TASK DESCRIPTION: Copy out the chart advice below in full, word for word.

EXTRACTED TEXT:
· · ·
Don’t forget about tables—they’re great for structured information that isn’t directly comparable, or for numbers that are large and not all that different.
All other charts—including stacked column, stacked bar and split bar charts—are less often the correct choice. And pie charts? It’s almost always best to pick something else.
Overall, don’t worry so much about being cute as communicating your point clearly and effectively to your reader.
🖼 A guide for your wall: Journalists at the Financial Times have a poster-sized rubric for choosing an appropriate chart type.
Formatting dos and don’ts
- Make sure your chart looks good in all the dimensions it might be seen (if it’s published on a website site or a blog, for example, be sure to make sure it’s legible when viewed on a phone)
- Round displayed numbers to a useful precision (i.e. 57, not 57.03)
- Add labels and annotations to emphasize important points
- Give your chart a title that clearly explains what it’s showing
- Use the same colors for overlapping data
- Forget to label your axes
- Necessarily use the default labels for your axes
- Accept mediocre charts made by big organizations—download the data and make your own better version!
· · ·
INFORMATION GIVEN:
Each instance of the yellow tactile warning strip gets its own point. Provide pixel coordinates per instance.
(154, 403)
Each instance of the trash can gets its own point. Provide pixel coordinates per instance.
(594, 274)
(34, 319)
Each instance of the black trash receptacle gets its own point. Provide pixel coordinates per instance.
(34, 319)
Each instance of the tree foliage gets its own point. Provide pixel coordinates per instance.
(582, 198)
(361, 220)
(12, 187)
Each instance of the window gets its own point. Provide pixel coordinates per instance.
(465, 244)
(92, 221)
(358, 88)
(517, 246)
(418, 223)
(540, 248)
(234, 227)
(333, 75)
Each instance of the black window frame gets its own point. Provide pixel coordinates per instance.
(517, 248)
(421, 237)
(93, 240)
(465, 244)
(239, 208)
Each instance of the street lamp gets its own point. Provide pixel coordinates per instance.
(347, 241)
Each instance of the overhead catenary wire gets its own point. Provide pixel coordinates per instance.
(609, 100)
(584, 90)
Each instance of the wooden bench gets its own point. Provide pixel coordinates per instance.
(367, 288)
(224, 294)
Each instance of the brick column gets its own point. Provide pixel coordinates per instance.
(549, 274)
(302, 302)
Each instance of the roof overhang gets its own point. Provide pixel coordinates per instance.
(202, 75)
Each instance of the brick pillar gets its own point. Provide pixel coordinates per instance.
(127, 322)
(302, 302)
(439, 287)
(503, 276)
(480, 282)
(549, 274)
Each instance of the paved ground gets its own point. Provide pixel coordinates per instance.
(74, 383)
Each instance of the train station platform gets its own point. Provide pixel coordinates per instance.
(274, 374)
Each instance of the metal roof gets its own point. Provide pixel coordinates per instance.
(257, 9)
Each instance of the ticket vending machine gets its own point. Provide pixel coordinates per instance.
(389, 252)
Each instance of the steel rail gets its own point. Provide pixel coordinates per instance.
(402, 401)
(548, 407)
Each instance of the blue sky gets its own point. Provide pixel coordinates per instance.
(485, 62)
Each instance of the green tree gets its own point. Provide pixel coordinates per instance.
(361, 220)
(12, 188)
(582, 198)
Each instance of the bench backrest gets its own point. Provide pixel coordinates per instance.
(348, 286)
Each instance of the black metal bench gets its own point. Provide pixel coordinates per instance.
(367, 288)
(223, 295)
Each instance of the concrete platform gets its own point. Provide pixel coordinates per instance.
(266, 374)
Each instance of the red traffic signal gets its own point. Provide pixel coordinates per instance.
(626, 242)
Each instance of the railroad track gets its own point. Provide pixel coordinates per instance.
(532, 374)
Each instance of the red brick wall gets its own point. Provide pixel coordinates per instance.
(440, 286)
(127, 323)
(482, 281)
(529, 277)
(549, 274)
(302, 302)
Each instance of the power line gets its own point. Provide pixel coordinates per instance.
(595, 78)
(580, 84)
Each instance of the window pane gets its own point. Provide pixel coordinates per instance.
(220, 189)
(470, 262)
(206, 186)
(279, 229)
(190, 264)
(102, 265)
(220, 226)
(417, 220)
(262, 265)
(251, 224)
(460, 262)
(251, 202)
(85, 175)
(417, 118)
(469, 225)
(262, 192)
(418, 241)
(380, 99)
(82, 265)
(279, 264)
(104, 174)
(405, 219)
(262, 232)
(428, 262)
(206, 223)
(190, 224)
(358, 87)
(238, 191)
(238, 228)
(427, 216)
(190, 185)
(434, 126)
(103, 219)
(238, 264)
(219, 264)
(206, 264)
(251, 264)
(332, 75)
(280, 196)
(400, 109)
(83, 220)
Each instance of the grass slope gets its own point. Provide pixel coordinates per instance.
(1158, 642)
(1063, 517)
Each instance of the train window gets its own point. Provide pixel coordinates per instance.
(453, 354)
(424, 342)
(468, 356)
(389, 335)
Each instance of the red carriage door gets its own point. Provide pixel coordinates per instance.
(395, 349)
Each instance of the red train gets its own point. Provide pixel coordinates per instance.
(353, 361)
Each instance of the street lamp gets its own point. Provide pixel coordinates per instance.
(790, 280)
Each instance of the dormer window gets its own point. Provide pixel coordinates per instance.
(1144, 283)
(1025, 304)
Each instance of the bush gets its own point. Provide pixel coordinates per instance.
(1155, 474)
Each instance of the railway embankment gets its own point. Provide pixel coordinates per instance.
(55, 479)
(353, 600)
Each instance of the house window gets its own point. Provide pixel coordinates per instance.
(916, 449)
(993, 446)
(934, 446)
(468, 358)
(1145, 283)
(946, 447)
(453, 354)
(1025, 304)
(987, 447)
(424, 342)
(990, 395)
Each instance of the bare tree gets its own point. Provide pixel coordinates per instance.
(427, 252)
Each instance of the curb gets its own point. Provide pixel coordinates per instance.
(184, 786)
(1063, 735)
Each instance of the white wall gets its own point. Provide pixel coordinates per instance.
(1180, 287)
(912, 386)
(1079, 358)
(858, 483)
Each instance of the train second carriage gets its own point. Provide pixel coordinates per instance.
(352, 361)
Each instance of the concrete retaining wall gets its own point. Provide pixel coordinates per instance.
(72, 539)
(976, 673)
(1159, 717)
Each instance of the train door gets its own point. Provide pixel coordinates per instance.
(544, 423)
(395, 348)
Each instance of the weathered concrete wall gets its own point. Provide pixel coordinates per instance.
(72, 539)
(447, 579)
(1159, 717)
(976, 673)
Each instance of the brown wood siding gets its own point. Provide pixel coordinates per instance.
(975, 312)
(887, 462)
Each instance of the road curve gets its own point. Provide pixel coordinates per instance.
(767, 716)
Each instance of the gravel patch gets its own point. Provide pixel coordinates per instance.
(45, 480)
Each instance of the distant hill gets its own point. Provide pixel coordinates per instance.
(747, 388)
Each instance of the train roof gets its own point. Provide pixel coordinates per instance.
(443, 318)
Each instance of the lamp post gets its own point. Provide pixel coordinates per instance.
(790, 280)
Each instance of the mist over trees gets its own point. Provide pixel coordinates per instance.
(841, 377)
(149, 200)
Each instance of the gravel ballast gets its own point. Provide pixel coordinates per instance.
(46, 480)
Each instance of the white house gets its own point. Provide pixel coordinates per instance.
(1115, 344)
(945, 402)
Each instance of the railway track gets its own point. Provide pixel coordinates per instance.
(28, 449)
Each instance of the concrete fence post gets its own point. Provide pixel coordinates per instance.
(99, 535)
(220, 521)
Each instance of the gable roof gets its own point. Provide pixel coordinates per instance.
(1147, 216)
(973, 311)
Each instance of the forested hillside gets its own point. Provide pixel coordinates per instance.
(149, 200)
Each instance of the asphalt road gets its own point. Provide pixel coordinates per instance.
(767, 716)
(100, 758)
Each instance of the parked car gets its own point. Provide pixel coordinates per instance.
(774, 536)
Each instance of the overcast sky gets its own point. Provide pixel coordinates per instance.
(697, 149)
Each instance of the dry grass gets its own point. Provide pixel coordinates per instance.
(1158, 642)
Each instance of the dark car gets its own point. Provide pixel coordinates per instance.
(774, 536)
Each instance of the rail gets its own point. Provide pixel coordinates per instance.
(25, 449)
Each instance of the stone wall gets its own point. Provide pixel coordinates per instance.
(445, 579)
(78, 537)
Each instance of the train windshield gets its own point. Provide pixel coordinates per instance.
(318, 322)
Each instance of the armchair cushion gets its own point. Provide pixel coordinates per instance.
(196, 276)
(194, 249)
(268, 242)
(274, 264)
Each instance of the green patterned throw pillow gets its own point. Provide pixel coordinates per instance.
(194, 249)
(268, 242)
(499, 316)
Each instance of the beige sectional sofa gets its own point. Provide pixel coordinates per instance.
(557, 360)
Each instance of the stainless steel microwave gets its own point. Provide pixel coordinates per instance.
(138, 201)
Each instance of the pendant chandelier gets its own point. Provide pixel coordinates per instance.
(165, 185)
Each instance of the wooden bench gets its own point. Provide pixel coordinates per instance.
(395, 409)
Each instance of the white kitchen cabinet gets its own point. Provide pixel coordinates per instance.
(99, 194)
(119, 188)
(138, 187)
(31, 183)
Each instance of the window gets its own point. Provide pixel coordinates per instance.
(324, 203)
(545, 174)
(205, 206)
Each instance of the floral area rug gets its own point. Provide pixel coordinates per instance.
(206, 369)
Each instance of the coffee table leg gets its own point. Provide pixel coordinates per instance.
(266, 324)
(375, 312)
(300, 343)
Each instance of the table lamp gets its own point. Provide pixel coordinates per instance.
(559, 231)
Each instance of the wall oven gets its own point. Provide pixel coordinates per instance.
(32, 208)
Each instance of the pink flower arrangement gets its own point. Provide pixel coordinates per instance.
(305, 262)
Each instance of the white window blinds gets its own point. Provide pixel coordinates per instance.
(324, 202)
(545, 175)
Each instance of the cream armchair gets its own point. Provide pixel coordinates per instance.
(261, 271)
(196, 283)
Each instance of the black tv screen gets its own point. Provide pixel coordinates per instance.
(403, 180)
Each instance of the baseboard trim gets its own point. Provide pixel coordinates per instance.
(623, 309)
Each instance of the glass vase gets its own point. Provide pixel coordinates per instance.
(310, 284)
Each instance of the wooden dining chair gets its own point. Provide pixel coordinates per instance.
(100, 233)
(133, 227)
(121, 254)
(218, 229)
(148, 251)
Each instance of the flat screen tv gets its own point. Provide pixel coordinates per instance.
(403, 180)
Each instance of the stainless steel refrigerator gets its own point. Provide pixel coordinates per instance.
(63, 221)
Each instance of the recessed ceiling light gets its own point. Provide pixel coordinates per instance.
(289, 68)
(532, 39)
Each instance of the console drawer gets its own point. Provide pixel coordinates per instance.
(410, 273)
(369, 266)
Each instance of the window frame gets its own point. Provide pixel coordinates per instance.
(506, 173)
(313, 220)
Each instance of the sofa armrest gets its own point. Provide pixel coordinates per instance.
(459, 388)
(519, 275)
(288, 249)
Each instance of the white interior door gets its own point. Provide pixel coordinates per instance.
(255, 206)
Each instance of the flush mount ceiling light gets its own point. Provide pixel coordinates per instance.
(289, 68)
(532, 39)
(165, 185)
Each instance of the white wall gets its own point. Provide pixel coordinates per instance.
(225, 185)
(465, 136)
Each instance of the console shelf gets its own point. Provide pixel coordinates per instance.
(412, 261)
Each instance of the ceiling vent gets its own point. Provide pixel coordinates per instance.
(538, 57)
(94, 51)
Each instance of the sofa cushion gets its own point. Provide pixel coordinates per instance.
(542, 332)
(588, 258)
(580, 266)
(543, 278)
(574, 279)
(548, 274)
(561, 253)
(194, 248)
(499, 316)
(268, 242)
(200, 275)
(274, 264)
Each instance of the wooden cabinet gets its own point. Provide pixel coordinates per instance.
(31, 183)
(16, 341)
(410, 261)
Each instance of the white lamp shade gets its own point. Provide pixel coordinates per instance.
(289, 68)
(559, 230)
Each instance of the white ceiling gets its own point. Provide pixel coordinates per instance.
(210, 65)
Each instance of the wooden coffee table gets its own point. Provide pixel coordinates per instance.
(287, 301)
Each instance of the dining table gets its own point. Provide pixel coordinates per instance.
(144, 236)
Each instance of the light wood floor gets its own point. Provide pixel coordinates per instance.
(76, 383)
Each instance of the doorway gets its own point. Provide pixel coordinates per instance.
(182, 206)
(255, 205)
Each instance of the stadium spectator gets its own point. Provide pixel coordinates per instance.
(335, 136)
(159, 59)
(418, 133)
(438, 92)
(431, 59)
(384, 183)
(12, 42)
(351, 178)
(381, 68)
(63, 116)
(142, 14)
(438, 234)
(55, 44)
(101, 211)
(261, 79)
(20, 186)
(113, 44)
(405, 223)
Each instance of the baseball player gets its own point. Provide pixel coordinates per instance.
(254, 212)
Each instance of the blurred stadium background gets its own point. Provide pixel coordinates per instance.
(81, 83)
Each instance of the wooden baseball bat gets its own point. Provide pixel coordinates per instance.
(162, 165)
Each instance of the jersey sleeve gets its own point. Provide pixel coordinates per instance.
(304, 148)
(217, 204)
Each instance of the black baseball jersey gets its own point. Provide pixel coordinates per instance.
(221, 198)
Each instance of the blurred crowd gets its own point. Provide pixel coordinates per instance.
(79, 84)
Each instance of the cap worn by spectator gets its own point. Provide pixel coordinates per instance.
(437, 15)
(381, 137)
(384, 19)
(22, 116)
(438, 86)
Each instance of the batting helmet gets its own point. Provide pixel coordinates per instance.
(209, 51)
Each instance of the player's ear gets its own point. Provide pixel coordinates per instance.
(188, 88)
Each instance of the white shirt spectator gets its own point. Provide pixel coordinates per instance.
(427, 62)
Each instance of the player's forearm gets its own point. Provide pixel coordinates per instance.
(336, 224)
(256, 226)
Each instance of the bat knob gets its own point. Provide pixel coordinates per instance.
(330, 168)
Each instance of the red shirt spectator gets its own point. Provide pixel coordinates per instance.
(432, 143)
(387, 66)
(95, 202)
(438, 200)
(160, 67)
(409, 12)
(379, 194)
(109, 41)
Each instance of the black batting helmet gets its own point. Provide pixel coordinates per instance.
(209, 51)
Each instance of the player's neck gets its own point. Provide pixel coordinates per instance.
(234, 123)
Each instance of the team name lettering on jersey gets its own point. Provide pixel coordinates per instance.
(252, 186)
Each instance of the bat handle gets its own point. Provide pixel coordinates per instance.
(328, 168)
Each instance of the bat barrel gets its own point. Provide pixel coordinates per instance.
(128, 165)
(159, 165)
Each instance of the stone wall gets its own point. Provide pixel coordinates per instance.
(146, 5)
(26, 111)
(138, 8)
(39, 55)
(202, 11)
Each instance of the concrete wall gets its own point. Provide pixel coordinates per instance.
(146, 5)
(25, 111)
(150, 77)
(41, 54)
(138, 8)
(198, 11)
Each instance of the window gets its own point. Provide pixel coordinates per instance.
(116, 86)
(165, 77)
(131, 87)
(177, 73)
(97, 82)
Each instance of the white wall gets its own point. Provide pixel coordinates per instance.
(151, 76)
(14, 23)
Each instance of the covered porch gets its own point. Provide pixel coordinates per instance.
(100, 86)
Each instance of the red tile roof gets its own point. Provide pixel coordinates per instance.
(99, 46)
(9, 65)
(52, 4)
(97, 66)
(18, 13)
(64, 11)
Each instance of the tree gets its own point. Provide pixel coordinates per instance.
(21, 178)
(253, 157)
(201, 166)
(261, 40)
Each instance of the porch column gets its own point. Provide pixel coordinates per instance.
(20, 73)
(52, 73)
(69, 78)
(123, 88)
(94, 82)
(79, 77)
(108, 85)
· · ·
ANSWER TO THIS EXERCISE:
Don’t forget about tables—they’re great for structured information that isn’t directly comparable, or for numbers that are large and not all that different.
All other charts—including stacked column, stacked bar and split bar charts—are less often the correct choice. And pie charts? It’s almost always best to pick something else.
Overall, don’t worry so much about being cute as communicating your point clearly and effectively to your reader.
🖼 A guide for your wall: Journalists at the Financial Times have a poster-sized rubric for choosing an appropriate chart type.
Formatting dos and don’ts
- Make sure your chart looks good in all the dimensions it might be seen (if it’s published on a website site or a blog, for example, be sure to make sure it’s legible when viewed on a phone)
- Round displayed numbers to a useful precision (i.e. 57, not 57.03)
- Add labels and annotations to emphasize important points
- Give your chart a title that clearly explains what it’s showing
- Use the same colors for overlapping data
- Forget to label your axes
- Necessarily use the default labels for your axes
- Accept mediocre charts made by big organizations—download the data and make your own better version!